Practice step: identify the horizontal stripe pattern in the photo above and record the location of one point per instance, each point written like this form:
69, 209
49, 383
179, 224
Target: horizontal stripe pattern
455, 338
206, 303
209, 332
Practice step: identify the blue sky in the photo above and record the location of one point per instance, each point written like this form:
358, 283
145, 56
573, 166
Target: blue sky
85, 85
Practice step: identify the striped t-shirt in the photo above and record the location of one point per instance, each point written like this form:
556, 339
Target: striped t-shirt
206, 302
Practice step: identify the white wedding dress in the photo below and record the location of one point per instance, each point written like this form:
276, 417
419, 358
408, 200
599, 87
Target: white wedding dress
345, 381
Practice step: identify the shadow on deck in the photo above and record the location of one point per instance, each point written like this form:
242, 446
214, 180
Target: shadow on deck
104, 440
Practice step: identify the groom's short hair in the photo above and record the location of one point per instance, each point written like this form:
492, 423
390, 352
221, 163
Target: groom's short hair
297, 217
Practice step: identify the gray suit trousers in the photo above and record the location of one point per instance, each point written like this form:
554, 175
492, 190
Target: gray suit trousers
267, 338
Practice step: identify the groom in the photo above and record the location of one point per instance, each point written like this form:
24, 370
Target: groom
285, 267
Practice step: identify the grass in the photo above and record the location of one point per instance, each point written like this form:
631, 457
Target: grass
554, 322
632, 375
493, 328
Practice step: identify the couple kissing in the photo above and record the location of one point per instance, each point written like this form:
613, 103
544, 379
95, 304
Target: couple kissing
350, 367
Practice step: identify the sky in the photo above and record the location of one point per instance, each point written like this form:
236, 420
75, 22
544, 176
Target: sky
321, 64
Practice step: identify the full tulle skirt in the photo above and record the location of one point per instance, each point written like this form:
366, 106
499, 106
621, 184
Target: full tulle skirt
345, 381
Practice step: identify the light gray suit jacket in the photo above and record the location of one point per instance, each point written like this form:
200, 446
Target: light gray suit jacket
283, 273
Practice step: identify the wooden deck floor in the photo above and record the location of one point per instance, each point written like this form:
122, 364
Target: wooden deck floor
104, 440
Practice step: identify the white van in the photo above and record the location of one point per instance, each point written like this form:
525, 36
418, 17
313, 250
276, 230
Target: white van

▸ PROMPT:
Rewrite every line of the records above as a numbered list, leaving out any blank lines.

▸ ANSWER TO THIS TASK:
1. Practice step: identify the horizontal stripe pattern in the photo above and record the location of one point per instance, each point written like this form:
2. 69, 209
3. 49, 383
4. 179, 224
5. Target: horizontal stripe pattern
6. 455, 338
7. 206, 303
8. 209, 332
9. Practice step: identify the blue sky in the photo above and record the location of one point per instance, each point written like this form:
10. 358, 283
11. 145, 56
12. 573, 166
13. Target: blue sky
14. 85, 85
15. Practice step: identify the striped t-shirt in the photo above and record the location of one point per instance, each point written like this form:
16. 556, 339
17. Target: striped t-shirt
18. 206, 302
19. Practice step: identify the white wedding dress in the photo below and record the location of one point per instance, each point written like this form:
20. 276, 417
21. 419, 358
22. 408, 200
23. 599, 87
24. Target: white wedding dress
25. 345, 381
26. Practice step: identify the shadow on deck in the photo above and record the location of one point per instance, each point written like this form:
27. 242, 446
28. 214, 180
29. Target: shadow on deck
30. 104, 440
31. Practice step: identify the groom's short hair in the photo above and record the location of one point per instance, each point written like this form:
32. 492, 423
33. 390, 352
34. 221, 163
35. Target: groom's short hair
36. 297, 217
37. Practice step: identify the gray suit trousers in the photo above and record the location of one point per instance, each point written like this form:
38. 554, 175
39. 492, 190
40. Target: gray suit trousers
41. 267, 338
42. Practice step: identify the groom in the photo above and record the location of one point per instance, each point written like this form:
43. 24, 370
44. Target: groom
45. 285, 267
46. Practice step: identify the grass in the photo above and record the location of one point per instance, each point written like this form:
47. 631, 457
48. Target: grass
49. 554, 322
50. 632, 375
51. 493, 328
52. Practice step: identify the couple kissing in the photo above and record the location of one point per instance, each point written like this form:
53. 613, 103
54. 544, 379
55. 95, 304
56. Target: couple kissing
57. 350, 367
58. Practice step: identify the sky in the photo above and record the location of one point per instance, each point written like this form:
59. 236, 420
60. 75, 22
61. 544, 176
62. Target: sky
63. 321, 64
64. Practice step: identify the full tulle skirt in the photo above and record the location of one point per instance, each point written like this form:
65. 366, 106
66. 499, 106
67. 621, 184
68. Target: full tulle skirt
69. 345, 381
70. Practice step: identify the light gray suit jacket in the photo above and record the location of one point per instance, each point written like this form:
71. 200, 446
72. Target: light gray suit jacket
73. 283, 273
74. Practice step: identify the wooden deck floor in the photo above and record the location of one point per instance, each point written like this form:
75. 122, 364
76. Target: wooden deck floor
77. 104, 440
78. Practice step: identify the white van in the photo above and record the location of one point per instance, each point written like this form:
79. 525, 36
80. 418, 17
81. 313, 250
82. 276, 230
83. Target: white van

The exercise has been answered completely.